● EXERCISE
Locate every line in the rows below that contains the word "blue", and copy each of those lines.

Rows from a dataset
*****

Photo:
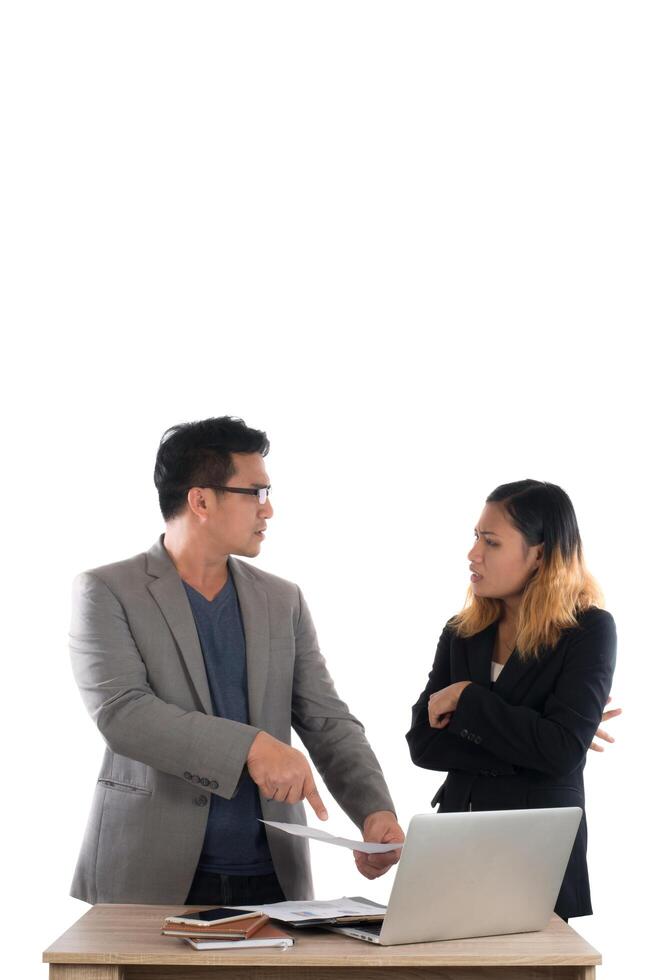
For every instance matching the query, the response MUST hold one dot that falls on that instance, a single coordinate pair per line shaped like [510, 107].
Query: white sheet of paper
[354, 845]
[304, 911]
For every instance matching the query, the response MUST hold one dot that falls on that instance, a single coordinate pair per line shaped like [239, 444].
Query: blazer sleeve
[556, 739]
[135, 723]
[432, 748]
[334, 738]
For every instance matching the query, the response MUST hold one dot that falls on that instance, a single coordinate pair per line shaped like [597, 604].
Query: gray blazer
[138, 663]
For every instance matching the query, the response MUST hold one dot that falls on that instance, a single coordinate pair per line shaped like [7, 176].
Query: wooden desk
[123, 942]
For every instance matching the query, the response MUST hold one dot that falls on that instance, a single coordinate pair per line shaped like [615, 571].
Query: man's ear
[197, 502]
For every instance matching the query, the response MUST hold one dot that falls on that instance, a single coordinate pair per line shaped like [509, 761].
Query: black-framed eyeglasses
[260, 492]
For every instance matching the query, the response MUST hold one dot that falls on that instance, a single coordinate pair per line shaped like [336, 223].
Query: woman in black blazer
[522, 674]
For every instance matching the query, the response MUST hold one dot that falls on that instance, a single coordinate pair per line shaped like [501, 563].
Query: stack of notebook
[225, 929]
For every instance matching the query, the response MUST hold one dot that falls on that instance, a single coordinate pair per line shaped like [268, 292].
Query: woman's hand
[601, 733]
[442, 704]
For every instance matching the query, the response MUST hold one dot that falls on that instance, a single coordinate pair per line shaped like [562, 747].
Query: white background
[422, 245]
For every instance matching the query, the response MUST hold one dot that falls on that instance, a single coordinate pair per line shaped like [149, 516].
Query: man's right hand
[283, 773]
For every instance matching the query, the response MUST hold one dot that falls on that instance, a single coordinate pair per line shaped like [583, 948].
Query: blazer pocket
[124, 787]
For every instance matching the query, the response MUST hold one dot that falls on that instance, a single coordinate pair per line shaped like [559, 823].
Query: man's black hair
[196, 454]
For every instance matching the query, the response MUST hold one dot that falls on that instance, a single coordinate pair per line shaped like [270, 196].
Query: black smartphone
[211, 917]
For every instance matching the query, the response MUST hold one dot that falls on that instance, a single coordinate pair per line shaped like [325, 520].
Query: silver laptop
[475, 874]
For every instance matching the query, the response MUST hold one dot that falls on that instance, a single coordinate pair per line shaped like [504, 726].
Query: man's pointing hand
[282, 773]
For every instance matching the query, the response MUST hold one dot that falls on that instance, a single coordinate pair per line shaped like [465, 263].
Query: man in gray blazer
[195, 666]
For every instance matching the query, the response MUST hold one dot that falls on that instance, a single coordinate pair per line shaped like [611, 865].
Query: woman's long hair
[560, 589]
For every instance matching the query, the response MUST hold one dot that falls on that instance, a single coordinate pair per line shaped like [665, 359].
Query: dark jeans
[209, 888]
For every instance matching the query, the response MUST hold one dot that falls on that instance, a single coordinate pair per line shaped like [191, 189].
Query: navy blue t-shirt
[235, 841]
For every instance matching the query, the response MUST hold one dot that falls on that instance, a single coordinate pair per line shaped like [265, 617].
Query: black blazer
[521, 742]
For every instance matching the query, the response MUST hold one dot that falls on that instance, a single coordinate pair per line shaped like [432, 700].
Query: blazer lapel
[169, 593]
[256, 622]
[479, 650]
[512, 673]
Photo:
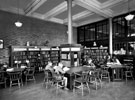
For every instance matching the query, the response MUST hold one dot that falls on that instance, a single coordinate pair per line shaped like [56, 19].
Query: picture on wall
[1, 44]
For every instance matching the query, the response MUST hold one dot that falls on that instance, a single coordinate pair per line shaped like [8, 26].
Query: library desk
[117, 72]
[22, 70]
[70, 74]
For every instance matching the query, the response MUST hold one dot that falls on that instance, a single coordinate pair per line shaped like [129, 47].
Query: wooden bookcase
[38, 56]
[55, 55]
[96, 53]
[70, 52]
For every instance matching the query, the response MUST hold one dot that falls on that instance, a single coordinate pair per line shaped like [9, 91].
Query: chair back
[48, 73]
[14, 75]
[30, 71]
[2, 77]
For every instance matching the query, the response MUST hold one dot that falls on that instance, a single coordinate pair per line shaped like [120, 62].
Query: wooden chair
[105, 74]
[57, 80]
[30, 74]
[94, 78]
[81, 81]
[129, 73]
[47, 78]
[15, 78]
[2, 78]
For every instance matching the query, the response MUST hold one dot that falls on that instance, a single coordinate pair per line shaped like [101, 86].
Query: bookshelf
[55, 55]
[96, 53]
[37, 56]
[45, 55]
[70, 52]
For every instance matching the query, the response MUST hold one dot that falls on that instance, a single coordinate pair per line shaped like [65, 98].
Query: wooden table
[117, 72]
[70, 74]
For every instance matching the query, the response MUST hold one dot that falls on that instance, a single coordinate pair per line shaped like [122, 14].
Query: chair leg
[10, 83]
[88, 87]
[82, 89]
[19, 83]
[74, 87]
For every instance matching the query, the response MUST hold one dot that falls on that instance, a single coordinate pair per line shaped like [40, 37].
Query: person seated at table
[59, 70]
[84, 60]
[112, 60]
[49, 66]
[23, 66]
[75, 62]
[90, 63]
[116, 60]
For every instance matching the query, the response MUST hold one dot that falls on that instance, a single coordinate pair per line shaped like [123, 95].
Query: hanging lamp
[18, 23]
[129, 16]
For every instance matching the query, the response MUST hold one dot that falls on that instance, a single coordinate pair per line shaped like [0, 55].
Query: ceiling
[83, 11]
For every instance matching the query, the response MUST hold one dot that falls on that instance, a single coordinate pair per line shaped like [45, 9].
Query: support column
[70, 31]
[110, 37]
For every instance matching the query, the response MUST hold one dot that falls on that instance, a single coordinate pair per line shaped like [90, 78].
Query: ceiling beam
[89, 21]
[33, 6]
[56, 10]
[88, 4]
[80, 15]
[111, 3]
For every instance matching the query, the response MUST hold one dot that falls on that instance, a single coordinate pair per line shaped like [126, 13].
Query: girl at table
[59, 70]
[90, 63]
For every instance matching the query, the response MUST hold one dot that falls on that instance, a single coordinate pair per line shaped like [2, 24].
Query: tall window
[103, 30]
[119, 27]
[81, 34]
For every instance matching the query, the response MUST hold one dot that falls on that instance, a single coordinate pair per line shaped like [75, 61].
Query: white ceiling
[83, 11]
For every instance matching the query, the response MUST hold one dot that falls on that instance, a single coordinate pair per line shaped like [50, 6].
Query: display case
[70, 53]
[36, 56]
[96, 53]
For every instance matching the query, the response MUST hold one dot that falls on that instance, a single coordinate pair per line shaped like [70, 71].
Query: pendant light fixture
[129, 16]
[18, 23]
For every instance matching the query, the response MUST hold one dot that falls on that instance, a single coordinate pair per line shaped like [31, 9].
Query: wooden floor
[36, 91]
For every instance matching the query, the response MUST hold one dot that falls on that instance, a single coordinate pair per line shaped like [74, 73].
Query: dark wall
[36, 31]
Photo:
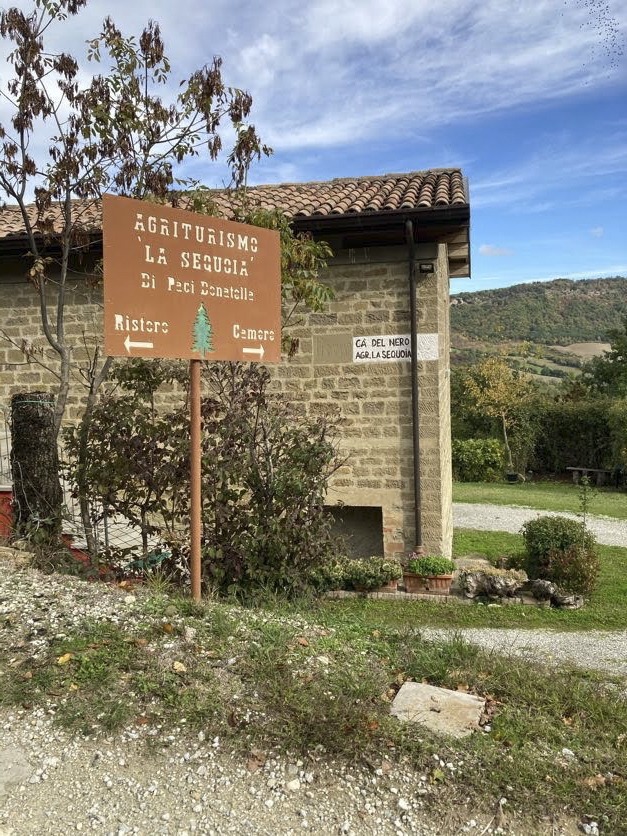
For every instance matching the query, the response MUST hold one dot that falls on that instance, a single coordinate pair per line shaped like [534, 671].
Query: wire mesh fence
[112, 533]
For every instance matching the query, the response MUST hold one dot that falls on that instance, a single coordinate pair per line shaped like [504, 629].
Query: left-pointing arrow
[128, 344]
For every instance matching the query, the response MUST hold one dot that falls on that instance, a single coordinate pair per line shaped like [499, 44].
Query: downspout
[415, 413]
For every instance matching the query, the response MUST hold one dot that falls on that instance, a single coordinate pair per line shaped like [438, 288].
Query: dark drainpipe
[415, 414]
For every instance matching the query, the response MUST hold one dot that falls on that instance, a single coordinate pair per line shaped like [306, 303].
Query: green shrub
[328, 575]
[477, 460]
[573, 433]
[574, 569]
[370, 572]
[563, 551]
[430, 565]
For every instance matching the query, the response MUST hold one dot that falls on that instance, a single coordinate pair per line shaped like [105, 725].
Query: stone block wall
[373, 399]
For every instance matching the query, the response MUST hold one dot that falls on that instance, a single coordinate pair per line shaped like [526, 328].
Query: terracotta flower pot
[435, 584]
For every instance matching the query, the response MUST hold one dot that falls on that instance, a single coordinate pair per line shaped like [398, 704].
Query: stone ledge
[519, 600]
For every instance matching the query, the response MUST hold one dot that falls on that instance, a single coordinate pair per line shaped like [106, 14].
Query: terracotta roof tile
[417, 190]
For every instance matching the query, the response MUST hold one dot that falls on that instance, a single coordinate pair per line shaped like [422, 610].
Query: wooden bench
[600, 474]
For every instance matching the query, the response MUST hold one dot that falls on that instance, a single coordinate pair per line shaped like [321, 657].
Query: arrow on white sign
[258, 351]
[128, 344]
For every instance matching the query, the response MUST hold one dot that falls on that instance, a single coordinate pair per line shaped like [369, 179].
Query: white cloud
[491, 250]
[331, 73]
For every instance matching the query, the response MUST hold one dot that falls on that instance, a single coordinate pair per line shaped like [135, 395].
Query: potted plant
[428, 573]
[372, 573]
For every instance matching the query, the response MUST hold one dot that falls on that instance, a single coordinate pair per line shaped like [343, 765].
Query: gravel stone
[114, 784]
[607, 530]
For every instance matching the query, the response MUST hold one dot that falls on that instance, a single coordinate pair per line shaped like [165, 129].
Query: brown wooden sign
[182, 285]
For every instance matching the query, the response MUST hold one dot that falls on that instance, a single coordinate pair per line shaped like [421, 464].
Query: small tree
[117, 134]
[608, 374]
[203, 332]
[501, 393]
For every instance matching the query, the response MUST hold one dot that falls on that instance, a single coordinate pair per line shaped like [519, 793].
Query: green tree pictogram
[203, 332]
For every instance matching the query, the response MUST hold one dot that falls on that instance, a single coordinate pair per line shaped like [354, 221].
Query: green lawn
[605, 611]
[546, 496]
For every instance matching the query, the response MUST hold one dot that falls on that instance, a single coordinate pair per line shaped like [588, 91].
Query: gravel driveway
[53, 783]
[609, 531]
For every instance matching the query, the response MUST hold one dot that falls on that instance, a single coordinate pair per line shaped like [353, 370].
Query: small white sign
[393, 348]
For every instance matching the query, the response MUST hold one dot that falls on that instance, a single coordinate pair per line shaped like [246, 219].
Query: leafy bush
[430, 565]
[563, 551]
[264, 477]
[573, 433]
[371, 572]
[574, 569]
[478, 460]
[329, 574]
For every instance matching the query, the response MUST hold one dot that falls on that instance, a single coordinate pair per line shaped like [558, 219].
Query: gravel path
[599, 650]
[607, 530]
[168, 782]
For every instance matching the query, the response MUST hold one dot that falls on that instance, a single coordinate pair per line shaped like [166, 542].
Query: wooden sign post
[181, 285]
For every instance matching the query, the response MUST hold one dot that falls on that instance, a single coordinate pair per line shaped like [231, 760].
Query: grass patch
[605, 611]
[305, 678]
[545, 496]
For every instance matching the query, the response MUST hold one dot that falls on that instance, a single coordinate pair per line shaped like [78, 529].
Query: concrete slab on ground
[453, 713]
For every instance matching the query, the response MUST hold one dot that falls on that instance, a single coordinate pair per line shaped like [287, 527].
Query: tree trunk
[37, 494]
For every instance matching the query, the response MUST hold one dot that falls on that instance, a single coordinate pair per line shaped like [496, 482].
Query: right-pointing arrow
[258, 351]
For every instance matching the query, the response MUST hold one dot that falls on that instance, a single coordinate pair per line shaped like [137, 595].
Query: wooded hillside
[548, 313]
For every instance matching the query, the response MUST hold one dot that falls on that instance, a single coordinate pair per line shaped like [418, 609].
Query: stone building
[395, 238]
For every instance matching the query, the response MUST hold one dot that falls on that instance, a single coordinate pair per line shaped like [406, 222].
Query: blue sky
[528, 97]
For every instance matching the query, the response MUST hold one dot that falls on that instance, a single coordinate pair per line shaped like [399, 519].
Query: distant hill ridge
[558, 312]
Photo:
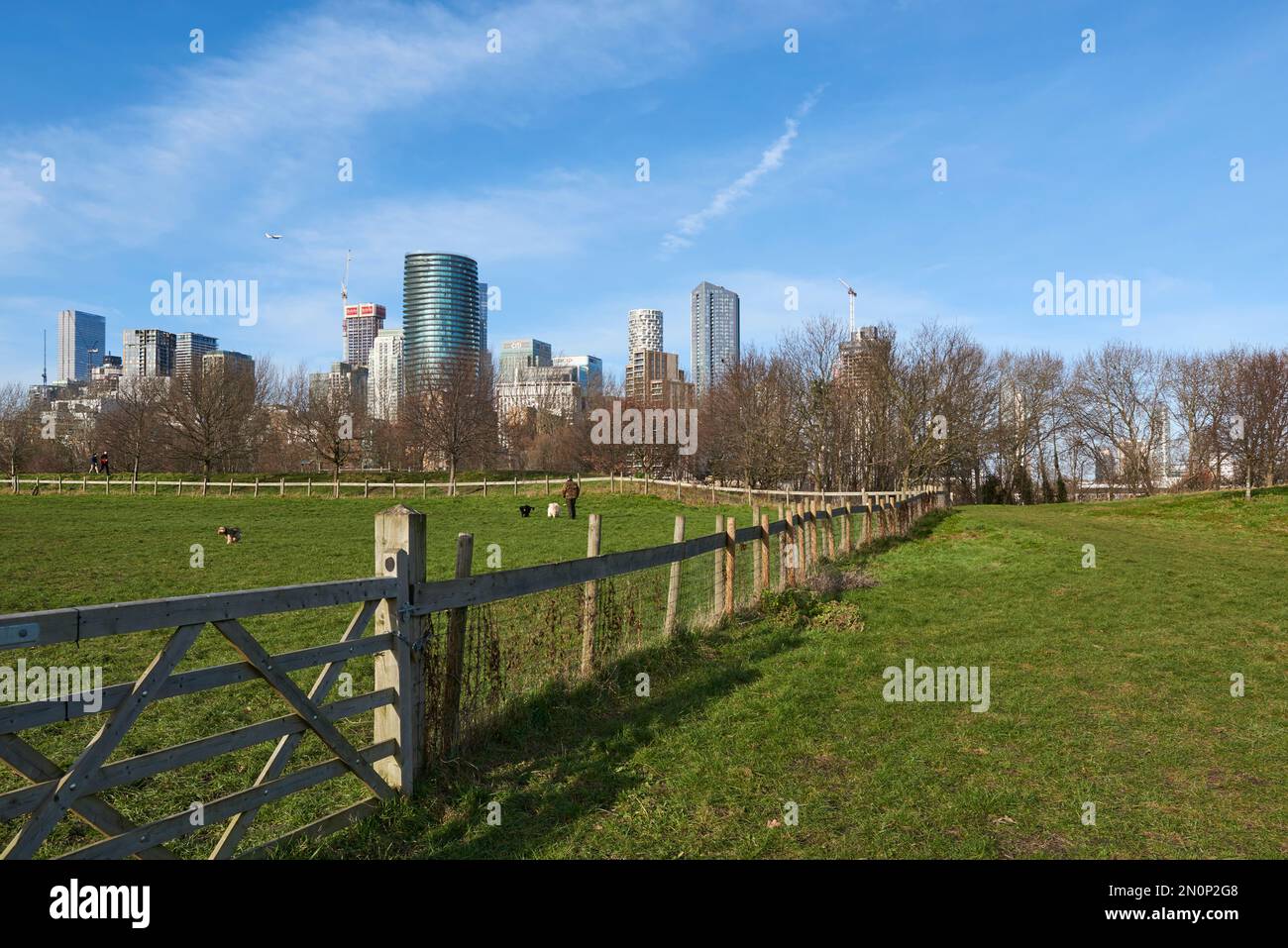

*****

● FULL RESPONSE
Query: navy blue t-shirt
Query: blue sky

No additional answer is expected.